Task to complete
With the pictures left out, copy the listing below exactly.

>>>>>

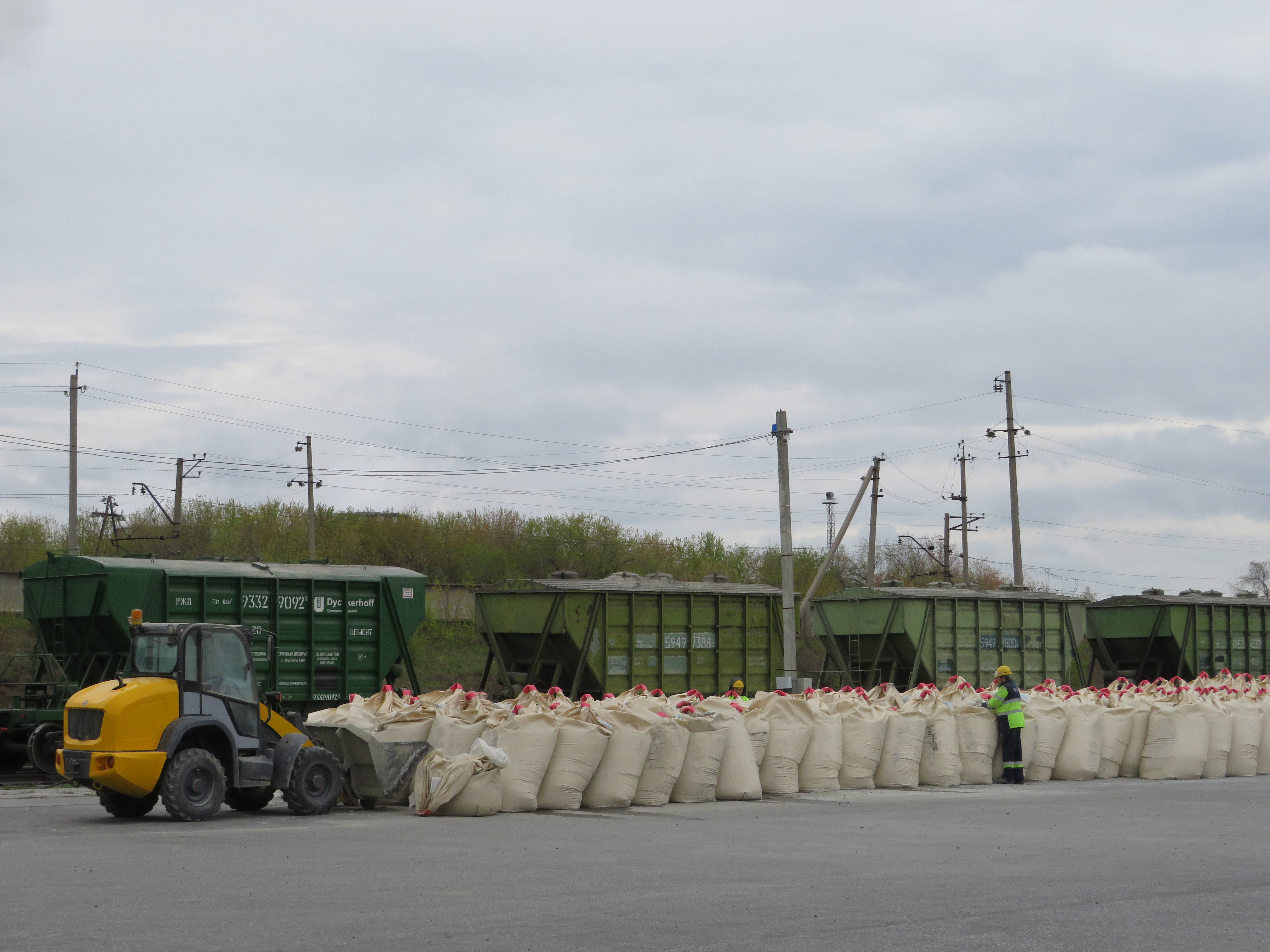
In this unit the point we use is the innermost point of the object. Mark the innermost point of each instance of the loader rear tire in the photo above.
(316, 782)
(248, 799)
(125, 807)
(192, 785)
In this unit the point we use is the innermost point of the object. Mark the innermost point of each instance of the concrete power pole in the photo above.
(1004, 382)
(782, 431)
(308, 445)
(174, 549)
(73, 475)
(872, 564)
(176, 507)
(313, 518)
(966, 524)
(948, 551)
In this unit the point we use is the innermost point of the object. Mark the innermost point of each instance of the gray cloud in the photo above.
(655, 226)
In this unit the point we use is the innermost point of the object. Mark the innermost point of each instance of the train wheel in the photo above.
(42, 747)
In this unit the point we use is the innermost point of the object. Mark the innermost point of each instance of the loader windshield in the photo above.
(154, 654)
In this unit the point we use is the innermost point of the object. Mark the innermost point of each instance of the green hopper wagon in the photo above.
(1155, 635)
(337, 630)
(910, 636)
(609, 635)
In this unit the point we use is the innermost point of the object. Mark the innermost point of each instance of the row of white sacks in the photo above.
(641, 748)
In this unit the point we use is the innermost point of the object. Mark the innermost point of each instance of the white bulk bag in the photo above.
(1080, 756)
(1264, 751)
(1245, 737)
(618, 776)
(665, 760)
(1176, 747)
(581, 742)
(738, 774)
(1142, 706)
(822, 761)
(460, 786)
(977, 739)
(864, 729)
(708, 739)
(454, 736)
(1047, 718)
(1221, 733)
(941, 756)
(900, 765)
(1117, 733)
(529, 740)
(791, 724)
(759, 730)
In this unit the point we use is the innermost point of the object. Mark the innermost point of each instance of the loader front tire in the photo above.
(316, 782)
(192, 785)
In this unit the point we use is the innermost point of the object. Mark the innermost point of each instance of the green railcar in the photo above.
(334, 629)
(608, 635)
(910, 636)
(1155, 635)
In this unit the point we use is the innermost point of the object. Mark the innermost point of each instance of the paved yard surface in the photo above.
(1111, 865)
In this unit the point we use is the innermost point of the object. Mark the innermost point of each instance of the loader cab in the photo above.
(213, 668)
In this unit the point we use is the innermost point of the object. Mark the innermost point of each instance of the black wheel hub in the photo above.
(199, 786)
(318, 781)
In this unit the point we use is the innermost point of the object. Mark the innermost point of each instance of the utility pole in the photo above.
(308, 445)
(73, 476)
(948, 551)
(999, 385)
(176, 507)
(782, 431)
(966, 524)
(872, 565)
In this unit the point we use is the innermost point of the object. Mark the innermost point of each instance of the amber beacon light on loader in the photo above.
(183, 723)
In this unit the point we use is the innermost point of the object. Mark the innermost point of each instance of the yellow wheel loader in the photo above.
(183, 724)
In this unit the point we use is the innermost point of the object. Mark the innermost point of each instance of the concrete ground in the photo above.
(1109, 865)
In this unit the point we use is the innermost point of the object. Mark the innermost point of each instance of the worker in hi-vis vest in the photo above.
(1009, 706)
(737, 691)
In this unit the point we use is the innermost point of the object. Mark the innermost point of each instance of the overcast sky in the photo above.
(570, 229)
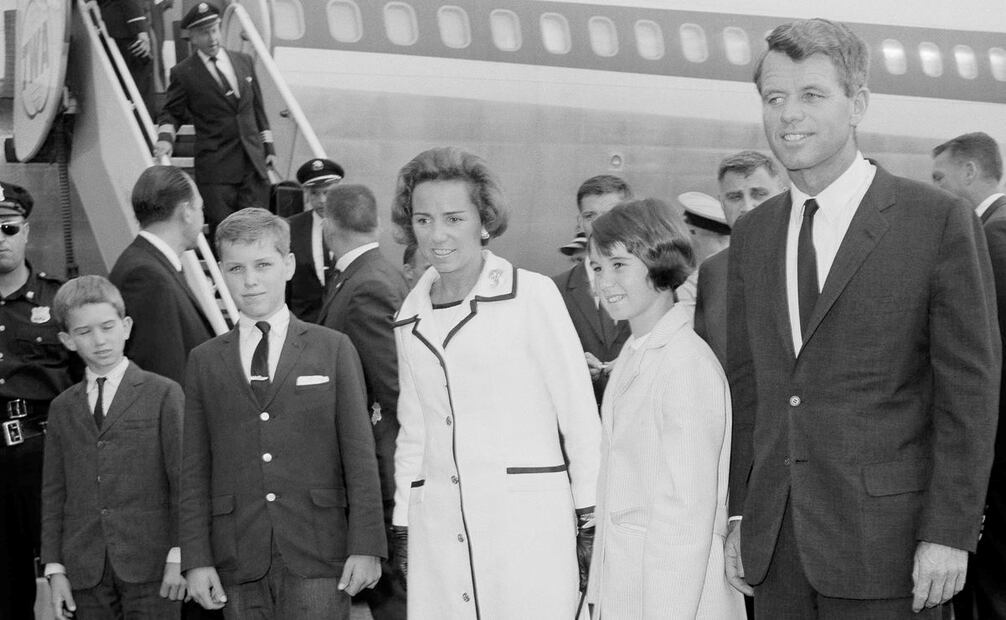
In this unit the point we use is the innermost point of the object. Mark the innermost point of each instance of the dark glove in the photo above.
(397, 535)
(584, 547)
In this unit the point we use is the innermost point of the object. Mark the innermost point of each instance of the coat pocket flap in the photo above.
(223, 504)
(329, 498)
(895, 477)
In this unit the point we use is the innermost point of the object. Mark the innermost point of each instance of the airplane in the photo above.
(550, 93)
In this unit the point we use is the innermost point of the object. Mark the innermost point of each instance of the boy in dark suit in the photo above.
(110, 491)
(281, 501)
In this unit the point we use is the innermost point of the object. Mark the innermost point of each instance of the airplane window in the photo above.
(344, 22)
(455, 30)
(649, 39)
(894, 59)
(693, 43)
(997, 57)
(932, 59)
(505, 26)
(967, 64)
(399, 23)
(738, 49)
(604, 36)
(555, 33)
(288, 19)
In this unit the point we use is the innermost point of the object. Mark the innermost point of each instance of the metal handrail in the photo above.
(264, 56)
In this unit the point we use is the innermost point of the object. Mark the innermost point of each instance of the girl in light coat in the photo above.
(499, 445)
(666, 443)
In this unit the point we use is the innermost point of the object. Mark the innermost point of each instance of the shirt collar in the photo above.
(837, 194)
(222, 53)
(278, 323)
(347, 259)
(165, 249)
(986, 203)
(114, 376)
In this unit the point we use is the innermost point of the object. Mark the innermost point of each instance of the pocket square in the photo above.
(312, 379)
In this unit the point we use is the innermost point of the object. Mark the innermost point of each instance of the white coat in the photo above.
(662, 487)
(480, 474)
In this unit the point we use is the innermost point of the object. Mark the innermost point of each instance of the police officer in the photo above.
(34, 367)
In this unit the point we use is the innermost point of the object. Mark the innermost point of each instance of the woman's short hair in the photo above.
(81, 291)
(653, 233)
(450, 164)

<<<<<

Output for this exercise
In this unit the point we use is the innermost point of the object. Mark the innermost point of each instance of the loader rear tire in the photo above.
(316, 782)
(248, 799)
(125, 807)
(192, 785)
In this unit the point we use is the innermost point of the object. Mark the innermost point of each instance of the concrete power pole in the photo above.
(1004, 382)
(782, 431)
(308, 445)
(174, 549)
(73, 475)
(872, 564)
(176, 507)
(313, 518)
(966, 524)
(948, 551)
In this unit the point we use is the innermost point of the object. Mark the innermost point of each instance of the gray cloud in the photo above.
(655, 226)
In this unit the point we use is the innermost point of the object. Mark the innermost point of each instance of the train wheel in the photo above.
(42, 747)
In this unit the point we use is the innermost point of the object. Mark the innermost point of each instance of the loader windshield in the photo above.
(154, 654)
In this unit the point we use is the innermost point of the object. Mark the innermost point of each instance of the green hopper wagon in the photo above.
(1155, 635)
(337, 630)
(910, 636)
(609, 635)
In this unit the point we use is the innermost point of the object. Mark the innermost point of each instance of the row of white sacks in the photo above.
(641, 748)
In this unit the point we use is the innermost point of the object. Mark the innermost point of each instance of the white bulk bag in the photo above.
(1080, 756)
(1264, 751)
(1245, 737)
(618, 776)
(665, 760)
(1176, 747)
(581, 742)
(738, 774)
(1142, 706)
(822, 761)
(460, 786)
(977, 739)
(864, 729)
(708, 739)
(454, 736)
(1047, 718)
(1221, 733)
(941, 756)
(900, 765)
(1117, 733)
(529, 740)
(791, 724)
(759, 730)
In this unit the point we use is the innermost point of the object. Mark the innermost point of each instance of the loader front tire in the photo above.
(316, 782)
(192, 785)
In this unit the point we use is the innermost point of the object. Mark the innermost point of each instance of the green railcar in the photo above.
(334, 629)
(608, 635)
(910, 636)
(1155, 635)
In this unit the point we use is the innermost point of the object. Mark the innermost point of each instance of the paved yard surface in the photo above.
(1111, 865)
In this unit the point we use is the innermost point of the object. Mark the innermost point of each instance of the loader cab in the photo above.
(213, 668)
In this unit the point we use is the innermost point of the object. Mark the innermost point of each instance of the black wheel hub in the photo above.
(199, 786)
(318, 781)
In this unit the point we use is the innermost point of the object. Mark the innermost point of each instance of the utility pole in the photo above.
(308, 445)
(73, 476)
(948, 551)
(999, 385)
(176, 507)
(782, 431)
(966, 524)
(872, 565)
In this unit the point we use is the innermost point of the object. Mark the innermost point of each instance of the amber beacon light on loader in the photo above.
(183, 723)
In this unit the point we use is the innermost point of the object. Mark the innermost point of each instance of the yellow wheel loader in the photo above.
(183, 724)
In this unit the point we use is the innermost point of the object. Mark the innermost point of each instance of the concrete ground in the photo above.
(1109, 865)
In this unit the point we use is the innermost point of the object. Mark the innermost point of each instance of the worker in hi-vis vest in the photo above.
(1009, 706)
(737, 691)
In this unit the point we use is the innermost point of the object. Mark the innermost point of each instance of the overcast sky in the photo above.
(570, 229)
In this unit the point we use is the innermost point of the object. Mark the innermost point of each instance of the dark glove in the photo above.
(397, 535)
(584, 547)
In this unit the point we use is the innermost point of the object. Mark the innermost point of each instance of the coat pocket flap in the photo above.
(223, 504)
(329, 498)
(895, 477)
In this unit the point we use is the innermost point of the object. Mark the innermost point of each instance of the airplane in the photo above.
(550, 93)
In this unit the point we use is the innermost point of the object. Mark the innermost point of each instance of the boy in dark suit in the photo above.
(110, 491)
(281, 501)
In this unit the point we use is the innermost point of the object. Mark the innermost point of each instance of the airplane window in the photo above.
(344, 22)
(455, 30)
(649, 39)
(894, 59)
(693, 43)
(997, 57)
(932, 59)
(505, 26)
(967, 64)
(399, 23)
(738, 49)
(604, 36)
(555, 33)
(288, 19)
In this unit the point we use is the innermost point of the object. Mark the innermost point of each instance of the metal handrail in the photo above.
(264, 56)
In this unit the point we use is the innermost point of the object. Mark the innermost point of each instance of the girl in light coat in the photo above.
(499, 445)
(666, 443)
In this unit the point we use is the innermost point of the object. Mark the innermost point of each instance of the shirt collar in the photo above.
(837, 194)
(222, 53)
(278, 323)
(347, 259)
(165, 249)
(986, 203)
(114, 376)
In this unit the point we use is the innermost point of the object. Mark the innermost point of each instance of the pocket square in the photo above.
(312, 379)
In this unit the point we use is the innermost point of the object. Mark the innermost point of each instance of the white coat in the photo above.
(662, 487)
(480, 474)
In this unit the point we use is the innermost point of the object. Mark the innermost point of each instance of the police officer in the photo above.
(34, 367)
In this unit the point we use is the innermost point of the object. Mark the innermost point of each instance of the woman's short hair in the photo above.
(81, 291)
(653, 233)
(450, 164)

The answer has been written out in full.